» **To be done**: Rewrite only the lines of the data below that run from the line containing "Would you mind marking the concrete curb" through the line containing "(1148, 758)", with the requests kept. Shift every answer coordinate by adding 42 to each of its numbers.

Location identification entries:
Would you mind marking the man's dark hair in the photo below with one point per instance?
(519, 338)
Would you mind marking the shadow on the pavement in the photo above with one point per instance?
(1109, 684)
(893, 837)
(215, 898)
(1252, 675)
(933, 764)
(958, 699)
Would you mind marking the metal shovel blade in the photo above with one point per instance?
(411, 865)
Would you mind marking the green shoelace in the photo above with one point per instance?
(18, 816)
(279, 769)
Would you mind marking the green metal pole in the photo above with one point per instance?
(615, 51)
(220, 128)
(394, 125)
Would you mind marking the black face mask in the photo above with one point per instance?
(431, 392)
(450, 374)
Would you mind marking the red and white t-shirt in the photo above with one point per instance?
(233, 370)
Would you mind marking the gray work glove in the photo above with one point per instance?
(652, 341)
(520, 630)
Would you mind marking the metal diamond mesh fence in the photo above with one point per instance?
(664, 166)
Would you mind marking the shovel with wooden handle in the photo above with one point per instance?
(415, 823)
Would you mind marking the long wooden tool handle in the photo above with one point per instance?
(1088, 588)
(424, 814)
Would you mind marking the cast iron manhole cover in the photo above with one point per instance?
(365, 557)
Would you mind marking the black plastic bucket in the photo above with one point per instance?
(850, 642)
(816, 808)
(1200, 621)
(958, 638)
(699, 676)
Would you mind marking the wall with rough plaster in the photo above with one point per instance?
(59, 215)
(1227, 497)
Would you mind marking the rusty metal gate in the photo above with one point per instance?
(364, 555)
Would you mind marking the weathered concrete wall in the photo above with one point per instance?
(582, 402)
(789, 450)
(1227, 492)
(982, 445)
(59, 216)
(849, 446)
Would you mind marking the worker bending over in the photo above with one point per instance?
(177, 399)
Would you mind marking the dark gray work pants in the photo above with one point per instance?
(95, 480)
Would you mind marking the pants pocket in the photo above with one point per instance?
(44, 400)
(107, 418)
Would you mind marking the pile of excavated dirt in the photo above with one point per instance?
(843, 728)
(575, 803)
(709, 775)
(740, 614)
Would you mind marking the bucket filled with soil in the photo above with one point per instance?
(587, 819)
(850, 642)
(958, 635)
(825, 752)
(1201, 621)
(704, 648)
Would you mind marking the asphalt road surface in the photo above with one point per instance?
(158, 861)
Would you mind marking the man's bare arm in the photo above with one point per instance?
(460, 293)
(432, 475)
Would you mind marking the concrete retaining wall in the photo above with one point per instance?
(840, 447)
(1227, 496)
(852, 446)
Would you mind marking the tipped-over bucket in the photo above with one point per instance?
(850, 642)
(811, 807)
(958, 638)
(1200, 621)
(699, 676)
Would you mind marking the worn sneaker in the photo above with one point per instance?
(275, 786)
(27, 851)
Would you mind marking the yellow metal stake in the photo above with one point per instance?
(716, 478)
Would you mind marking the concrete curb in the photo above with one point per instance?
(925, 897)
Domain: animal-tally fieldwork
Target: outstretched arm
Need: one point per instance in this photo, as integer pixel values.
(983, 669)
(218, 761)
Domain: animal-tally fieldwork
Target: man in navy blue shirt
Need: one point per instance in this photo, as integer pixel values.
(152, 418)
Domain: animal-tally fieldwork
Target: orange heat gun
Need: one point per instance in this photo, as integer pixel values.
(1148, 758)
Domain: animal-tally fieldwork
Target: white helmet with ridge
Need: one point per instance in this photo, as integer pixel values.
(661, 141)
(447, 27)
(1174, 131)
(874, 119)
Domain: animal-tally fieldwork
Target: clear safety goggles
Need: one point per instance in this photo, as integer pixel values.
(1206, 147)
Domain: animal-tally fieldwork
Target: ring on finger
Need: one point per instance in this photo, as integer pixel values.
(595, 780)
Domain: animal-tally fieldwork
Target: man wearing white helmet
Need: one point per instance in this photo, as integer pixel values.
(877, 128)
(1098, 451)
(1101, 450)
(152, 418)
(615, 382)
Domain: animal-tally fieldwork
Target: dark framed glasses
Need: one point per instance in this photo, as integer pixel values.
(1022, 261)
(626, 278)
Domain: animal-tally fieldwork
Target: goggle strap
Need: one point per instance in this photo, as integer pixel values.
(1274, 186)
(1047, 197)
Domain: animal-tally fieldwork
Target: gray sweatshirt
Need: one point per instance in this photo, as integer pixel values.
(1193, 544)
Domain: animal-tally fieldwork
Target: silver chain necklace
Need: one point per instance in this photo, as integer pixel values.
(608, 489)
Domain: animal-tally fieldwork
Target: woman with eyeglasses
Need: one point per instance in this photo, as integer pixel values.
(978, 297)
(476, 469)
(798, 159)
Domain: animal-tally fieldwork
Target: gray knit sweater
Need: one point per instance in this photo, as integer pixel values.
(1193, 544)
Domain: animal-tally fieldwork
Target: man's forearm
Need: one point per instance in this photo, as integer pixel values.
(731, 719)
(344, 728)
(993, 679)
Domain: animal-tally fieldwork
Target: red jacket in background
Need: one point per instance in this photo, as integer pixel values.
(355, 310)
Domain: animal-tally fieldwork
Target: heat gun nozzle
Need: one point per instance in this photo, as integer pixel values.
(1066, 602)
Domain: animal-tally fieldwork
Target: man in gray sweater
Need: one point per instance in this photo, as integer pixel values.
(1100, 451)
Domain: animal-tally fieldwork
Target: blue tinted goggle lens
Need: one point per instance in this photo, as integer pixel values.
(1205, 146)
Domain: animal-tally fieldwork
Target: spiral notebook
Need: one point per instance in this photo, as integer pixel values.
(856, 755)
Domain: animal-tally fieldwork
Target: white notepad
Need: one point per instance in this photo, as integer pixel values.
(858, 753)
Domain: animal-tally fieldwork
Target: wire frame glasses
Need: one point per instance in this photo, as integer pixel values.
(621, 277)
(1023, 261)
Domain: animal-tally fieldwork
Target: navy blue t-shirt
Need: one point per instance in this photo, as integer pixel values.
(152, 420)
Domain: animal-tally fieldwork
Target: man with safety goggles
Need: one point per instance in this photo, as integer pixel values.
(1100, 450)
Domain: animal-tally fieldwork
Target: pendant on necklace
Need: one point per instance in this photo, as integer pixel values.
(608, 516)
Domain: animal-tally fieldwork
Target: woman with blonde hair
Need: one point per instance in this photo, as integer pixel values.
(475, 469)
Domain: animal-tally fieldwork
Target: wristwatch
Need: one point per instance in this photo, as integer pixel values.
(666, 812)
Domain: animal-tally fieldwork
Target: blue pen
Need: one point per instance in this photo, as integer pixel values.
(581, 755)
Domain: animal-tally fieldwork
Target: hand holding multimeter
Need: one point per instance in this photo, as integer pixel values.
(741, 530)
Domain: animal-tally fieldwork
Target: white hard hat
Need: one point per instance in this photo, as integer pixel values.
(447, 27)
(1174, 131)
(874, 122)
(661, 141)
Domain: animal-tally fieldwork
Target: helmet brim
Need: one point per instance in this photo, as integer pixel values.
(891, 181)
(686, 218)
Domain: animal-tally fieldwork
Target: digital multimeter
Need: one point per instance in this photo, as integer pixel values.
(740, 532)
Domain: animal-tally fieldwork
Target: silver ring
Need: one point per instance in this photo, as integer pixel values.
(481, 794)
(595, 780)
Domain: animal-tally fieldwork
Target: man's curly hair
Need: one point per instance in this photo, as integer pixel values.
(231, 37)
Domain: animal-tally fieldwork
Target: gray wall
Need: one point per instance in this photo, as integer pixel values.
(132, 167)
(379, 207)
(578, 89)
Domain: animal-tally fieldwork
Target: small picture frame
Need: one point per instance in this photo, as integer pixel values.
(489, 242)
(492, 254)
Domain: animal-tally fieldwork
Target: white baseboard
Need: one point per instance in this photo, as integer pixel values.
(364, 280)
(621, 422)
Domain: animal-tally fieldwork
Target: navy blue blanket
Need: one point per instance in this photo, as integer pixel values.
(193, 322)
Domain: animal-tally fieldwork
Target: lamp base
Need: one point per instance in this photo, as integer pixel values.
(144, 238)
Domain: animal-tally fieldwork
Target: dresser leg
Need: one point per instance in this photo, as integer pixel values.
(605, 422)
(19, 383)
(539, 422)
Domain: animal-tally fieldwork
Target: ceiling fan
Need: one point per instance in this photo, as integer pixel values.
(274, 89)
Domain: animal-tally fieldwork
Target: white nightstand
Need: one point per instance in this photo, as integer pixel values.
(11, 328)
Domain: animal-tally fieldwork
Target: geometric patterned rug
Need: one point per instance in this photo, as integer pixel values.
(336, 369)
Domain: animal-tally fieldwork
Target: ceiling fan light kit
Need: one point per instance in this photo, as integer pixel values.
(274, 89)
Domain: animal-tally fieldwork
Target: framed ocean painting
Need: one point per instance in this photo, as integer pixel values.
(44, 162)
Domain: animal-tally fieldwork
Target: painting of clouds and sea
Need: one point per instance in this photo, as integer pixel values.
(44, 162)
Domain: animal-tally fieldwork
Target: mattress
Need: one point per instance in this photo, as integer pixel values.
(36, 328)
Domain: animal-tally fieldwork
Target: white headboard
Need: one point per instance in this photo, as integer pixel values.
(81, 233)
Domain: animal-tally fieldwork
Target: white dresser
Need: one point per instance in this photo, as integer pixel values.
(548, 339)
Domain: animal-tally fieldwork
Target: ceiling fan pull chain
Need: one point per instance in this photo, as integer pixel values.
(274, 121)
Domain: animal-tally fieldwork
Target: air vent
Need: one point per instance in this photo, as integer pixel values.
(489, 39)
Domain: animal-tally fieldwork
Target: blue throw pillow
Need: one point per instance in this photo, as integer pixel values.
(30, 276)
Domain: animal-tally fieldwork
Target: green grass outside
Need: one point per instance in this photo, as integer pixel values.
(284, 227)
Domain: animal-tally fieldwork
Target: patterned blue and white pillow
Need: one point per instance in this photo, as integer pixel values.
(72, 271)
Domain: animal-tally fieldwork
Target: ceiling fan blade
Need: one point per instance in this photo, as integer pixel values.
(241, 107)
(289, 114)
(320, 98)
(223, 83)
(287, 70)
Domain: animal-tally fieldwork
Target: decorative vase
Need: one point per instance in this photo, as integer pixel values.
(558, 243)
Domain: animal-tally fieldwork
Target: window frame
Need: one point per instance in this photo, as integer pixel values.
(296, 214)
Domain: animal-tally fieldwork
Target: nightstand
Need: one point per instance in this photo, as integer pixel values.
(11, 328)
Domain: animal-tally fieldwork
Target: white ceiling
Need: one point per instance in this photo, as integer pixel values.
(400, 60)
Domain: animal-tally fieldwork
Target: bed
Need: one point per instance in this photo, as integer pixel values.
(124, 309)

» **The answer**:
Would you mind marking the concrete curb in the photo above with one point per instance?
(967, 939)
Domain: animal-tally fieldwork
Target: outstretched arm
Need: one point per instance in this photo, as integer pixel values.
(1025, 711)
(260, 803)
Domain: animal-tally fieldwork
Target: man in navy blue shirt
Need: one point per instance in this photo, as integer pixel values.
(194, 460)
Domain: animal-tally fieldwork
Target: orange heat gun
Need: one point per instance in this photo, as integer pixel values.
(1190, 800)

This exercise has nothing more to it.